- Input:
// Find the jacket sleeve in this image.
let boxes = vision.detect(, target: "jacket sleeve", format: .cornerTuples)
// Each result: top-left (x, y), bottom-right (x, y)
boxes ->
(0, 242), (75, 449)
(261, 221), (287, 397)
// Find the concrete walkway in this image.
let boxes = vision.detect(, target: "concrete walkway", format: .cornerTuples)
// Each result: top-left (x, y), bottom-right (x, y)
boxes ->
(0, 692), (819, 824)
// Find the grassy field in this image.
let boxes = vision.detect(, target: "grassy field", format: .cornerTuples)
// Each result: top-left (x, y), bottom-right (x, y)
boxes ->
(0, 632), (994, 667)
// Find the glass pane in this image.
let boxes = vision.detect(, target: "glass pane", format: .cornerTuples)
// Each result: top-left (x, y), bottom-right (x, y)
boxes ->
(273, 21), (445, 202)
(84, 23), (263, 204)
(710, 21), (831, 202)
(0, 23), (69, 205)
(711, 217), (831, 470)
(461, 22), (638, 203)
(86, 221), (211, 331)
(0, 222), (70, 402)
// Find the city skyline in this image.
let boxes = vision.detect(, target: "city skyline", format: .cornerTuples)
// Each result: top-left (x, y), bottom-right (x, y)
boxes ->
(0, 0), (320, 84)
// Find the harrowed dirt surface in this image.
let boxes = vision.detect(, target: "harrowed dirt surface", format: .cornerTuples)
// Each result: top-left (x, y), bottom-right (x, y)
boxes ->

- Task objective: Give every line of the items above as a JSON list of strings, one string per line, leaving out any blank lines.

- Reply to the exercise:
[
  "// Find the jacket sleeve in this image.",
  "let boxes = vision.detect(, target: \"jacket sleeve\", format: .cornerTuples)",
  "// Each result: top-left (x, y), bottom-right (x, y)",
  "boxes ->",
  "(0, 242), (75, 449)",
  "(261, 221), (287, 397)",
  "// Find the concrete walkway in this image.",
  "let boxes = vision.detect(, target: \"concrete walkway\", format: .cornerTuples)",
  "// Each result: top-left (x, y), bottom-right (x, y)",
  "boxes ->",
  "(0, 692), (819, 824)",
  "// Find the grassy field in this image.",
  "let boxes = vision.detect(, target: \"grassy field\", format: .cornerTuples)",
  "// Each result: top-left (x, y), bottom-right (x, y)",
  "boxes ->",
  "(0, 632), (994, 667)",
  "// Find the glass pane in this image.",
  "let boxes = vision.detect(, target: \"glass pane\", format: .cornerTuples)",
  "// Each result: top-left (x, y), bottom-right (x, y)",
  "boxes ->",
  "(273, 21), (445, 202)",
  "(84, 23), (263, 204)",
  "(710, 21), (831, 202)",
  "(0, 23), (69, 205)",
  "(711, 217), (831, 470)",
  "(461, 22), (638, 203)",
  "(86, 221), (211, 331)",
  "(0, 222), (70, 402)",
  "// Find the city skyline in this image.",
  "let boxes = vision.detect(, target: \"city skyline\", format: .cornerTuples)",
  "// Each result: top-left (x, y), bottom-right (x, y)",
  "boxes ->",
  "(0, 0), (320, 84)",
  "// Find the harrowed dirt surface in this image.",
  "let boxes = vision.detect(, target: \"harrowed dirt surface\", format: .cornerTuples)",
  "// Each result: top-left (x, y), bottom-right (x, y)",
  "boxes ->"
]